**Exercise passage**
AMA details multipronged approach to Medicare pay overhaul
■ The transition to a new system should be less rigid and engage doctors leading innovative care models, the Association states in a letter to lawmakers.
By Charles Fiegl amednews staff — Posted Sept. 13, 2012
Washington The outdated Medicare payment system needs to offer more options for physicians when lawmakers craft reforms, the American Medical Association stated in an Aug. 30 letter to the Senate Finance Committee.
Sen. Max Baucus (D, Mont.), the committee’s chair, had asked the AMA and other physician organizations to offer suggestions on how to transition to a new payment system after a July 11 roundtable discussion with organized medicine and committee members. During that hearing, senators agreed that the current system is broken and that the sustainable growth rate formula used to help calculate Medicare rates in the fee-for-service system needs to be replaced. The SGR is set to reduce rates by about 27% in 2013.
A new pay system would need to be a significant departure from the current one-size-fits-all program, wrote AMA President-elect Ardis Dee Hoven, MD. It would need to promote delivery models that reward quality of care instead of simply volume of services provided.
“As such, a new delivery system will incorporate multiple solutions and include a menu of the successful innovation options, accounting for varying physician practice types and allowing practices to participate in an option most scalable to their practice,” Dr. Hoven said.
The AMA recommended several congressional and regulatory actions that lawmakers and administration officials can take to improve how Medicare pays for physician services. The Centers for Medicare & Medicaid Services has begun testing accountable care organizations and shared savings payment models. CMS should be required to track these initiatives and work with private insurers to identify new ways to pay for physician services, the Association said.
For instance, CMS could be required to compile an annual report detailing the progress of its Medicare projects. The report would recognize categories of physicians and practices that don’t have opportunities to take part in quality improvement programs.
The Association renewed its call to require CMS to allow physicians to enroll in new initiatives on an ongoing basis. “Expanding enrollment opportunities will increase overall physician participation in new models and will significantly aid the transition for small, solo and rural practices,” the letter stated.
The AMA said the Medicare agency also needs to provide doctors with good data and timely feedback on their performances in quality and shared savings programs. Medicare’s physician quality reporting system has had difficulties releasing information to participants. In the past, PQRS feedback reports have lagged many months behind the close of program reporting periods.
“Modernized systems that would allow for measure reporting and feedback to occur at least quarterly would allow for opportunities for improvement before the reporting year ends,” the letter stated.
The lack of timely feedback apparently has hurt participation in quality programs. In 2010, just 24% of eligible physicians and other health professionals reported PQRS data to CMS, and only 69% of those achieved a bonus incentive. To encourage more physicians to report quality measures, the AMA suggested lowering thresholds and deeming that doctors participating in state or regional quality programs also are meeting PQRS requirements.
The need for reforms to Medicare and the rest of the health care system was emphasized during the Sept. 6-7 meeting of the Medicare Payment Advisory Commission in Washington. Medicare consumed 13% of the federal budget in 2010. In 1980, it represented only 5% of the budget.
Although growth rates in Medicare have slowed in recent years, commissioners are concerned that program costs will represent a much larger portion of the budget as the beneficiary population doubles by 2050. MedPAC is studying ways to change Medicare’s benefit design, including switching to a “competitively determined plan contribution” or defined contribution system that pays a fixed amount for a senior’s total care.

**Record set**
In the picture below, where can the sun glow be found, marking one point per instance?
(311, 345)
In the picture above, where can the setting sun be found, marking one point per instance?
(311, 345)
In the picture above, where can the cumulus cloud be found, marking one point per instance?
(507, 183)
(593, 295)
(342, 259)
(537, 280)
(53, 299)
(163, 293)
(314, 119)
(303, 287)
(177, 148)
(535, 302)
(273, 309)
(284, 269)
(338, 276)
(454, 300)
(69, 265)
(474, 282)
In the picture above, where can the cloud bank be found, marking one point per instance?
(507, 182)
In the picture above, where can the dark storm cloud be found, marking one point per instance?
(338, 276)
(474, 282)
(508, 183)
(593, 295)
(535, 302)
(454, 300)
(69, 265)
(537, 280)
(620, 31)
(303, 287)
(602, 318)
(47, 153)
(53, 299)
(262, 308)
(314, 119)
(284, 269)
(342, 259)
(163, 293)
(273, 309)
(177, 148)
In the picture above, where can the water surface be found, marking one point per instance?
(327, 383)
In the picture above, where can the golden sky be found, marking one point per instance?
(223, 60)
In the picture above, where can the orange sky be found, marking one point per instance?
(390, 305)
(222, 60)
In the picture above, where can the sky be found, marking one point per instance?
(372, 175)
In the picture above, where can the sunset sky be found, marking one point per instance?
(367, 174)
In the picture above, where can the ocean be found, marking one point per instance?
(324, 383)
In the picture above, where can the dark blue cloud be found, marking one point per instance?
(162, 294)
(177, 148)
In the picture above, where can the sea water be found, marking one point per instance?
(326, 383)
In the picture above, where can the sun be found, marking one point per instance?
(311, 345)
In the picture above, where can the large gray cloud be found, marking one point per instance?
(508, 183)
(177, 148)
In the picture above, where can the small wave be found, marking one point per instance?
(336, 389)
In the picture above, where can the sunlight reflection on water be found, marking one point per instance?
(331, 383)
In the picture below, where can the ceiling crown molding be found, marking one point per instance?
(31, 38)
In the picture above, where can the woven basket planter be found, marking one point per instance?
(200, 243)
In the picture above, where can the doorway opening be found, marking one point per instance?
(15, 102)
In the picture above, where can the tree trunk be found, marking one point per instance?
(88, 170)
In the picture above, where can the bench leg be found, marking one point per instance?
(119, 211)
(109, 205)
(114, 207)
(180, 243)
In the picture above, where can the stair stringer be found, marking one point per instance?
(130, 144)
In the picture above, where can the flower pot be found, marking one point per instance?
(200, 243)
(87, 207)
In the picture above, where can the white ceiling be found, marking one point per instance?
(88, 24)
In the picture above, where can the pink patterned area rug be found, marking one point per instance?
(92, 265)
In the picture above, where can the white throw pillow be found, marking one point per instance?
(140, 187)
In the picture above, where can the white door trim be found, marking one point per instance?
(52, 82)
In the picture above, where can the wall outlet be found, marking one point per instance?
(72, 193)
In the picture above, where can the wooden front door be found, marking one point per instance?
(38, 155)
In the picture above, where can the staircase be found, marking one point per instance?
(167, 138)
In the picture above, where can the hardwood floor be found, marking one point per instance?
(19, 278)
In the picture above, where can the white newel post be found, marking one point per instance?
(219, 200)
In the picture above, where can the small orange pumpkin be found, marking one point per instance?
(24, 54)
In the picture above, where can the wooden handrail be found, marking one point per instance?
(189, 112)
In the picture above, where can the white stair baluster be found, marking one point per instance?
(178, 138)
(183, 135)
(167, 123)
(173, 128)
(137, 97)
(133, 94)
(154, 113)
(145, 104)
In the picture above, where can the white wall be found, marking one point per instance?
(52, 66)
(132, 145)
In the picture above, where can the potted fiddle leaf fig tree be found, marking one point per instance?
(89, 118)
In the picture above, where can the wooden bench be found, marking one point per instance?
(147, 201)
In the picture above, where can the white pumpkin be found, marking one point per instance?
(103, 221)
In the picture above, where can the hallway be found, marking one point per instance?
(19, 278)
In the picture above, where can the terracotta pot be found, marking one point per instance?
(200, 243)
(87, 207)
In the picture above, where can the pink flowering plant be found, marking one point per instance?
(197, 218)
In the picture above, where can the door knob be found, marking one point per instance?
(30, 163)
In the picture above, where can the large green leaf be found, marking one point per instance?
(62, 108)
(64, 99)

**Task item**
According to the article on Medicare pay, what percentage of eligible physicians and other health professionals reported PQRS data to CMS in 2010? The records were taken from a source other than the article on Medicare pay.

**Result of the exercise**
24%